# PASSAGE SHOWN

--- Start ---

OpenTeams - The Future of Software

Blog

Designing Math Intrinsics for LFortran (Part 2)

The open source community is filled with brilliant minds working on projects that touch our lives. It’s an honor to be a part of innovation at this scale and to meet individuals blazing the trail daily. One such example is that of open source enthusiast and up-and-comer, Thirumalai Shaktivel.

Currently, a college senior studying computer science in Bangalore, India, Thirumalai contributes to open source projects such as LFortran and Vitess. Check out his recent two-part guest post series that investigates how to design and implement math functions to be used in any compiler.

Performance

In this blog post, we will obtain the theoretical and actual performance of the implementations. Let us start with the fastest version:

subroutine sin_fastest(n, A, B)
use iso_fortran_env, only: dp=>real64
implicit none
integer, intent(in) :: n
real(dp), intent(in) :: A(n)
real(dp), intent(out) :: B(n)
real(dp), parameter :: S1 =  0.982396485658623
real(dp), parameter :: S2 = -0.14013802346642243
real(dp), parameter :: pi = 3.1415926535897932384626433832795_dp
real(dp) :: x, z, Nd
integer :: i, xi
equivalence (x,xi)
do i = 1, n
    x = A(i)
    ! Preferred way, but currently slow:
    !     Nd = nint(x/pi)
    ! Equivalent, fast today:
    Nd = int(x/pi + 0.5_dp*sign(1._dp, x))
    x = x - Nd*pi
    ! -pi/2 < x < pi/2
    ! For even Nd, we have sin(A(i)) = sin(x)
    ! For odd Nd,  we have sin(A(i)) = sin(x+pi) = -sin(x) = sin(-x)

--- End ---

# OBJECTIVES
1 > In the LFortran math intrinsics post, which open source projects does Thirumalai Shaktivel contribute to?
2 > Print the section of the LFortran post that begins at the words "use iso_fortran_env, only: dp=>real64" and ends after "equivalence (x,xi)".
The listing after this is separate material, unrelated to the LFortran post.

# DATA PROVIDED

--- Start ---

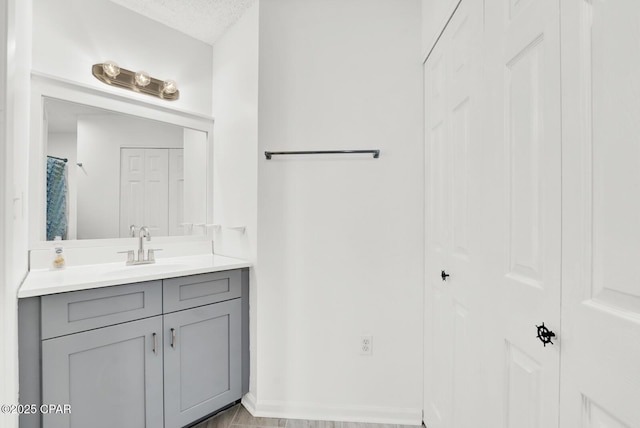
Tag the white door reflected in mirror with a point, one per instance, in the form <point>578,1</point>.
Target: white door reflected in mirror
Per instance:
<point>121,170</point>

--- End ---

# EXPECTED RESULTS
1 > LFortran and Vitess.

2 >
use iso_fortran_env, only: dp=>real64
implicit none
integer, intent(in) :: n
real(dp), intent(in) :: A(n)
real(dp), intent(out) :: B(n)
real(dp), parameter :: S1 =  0.982396485658623
real(dp), parameter :: S2 = -0.14013802346642243
real(dp), parameter :: pi = 3.1415926535897932384626433832795_dp
real(dp) :: x, z, Nd
integer :: i, xi
equivalence (x,xi)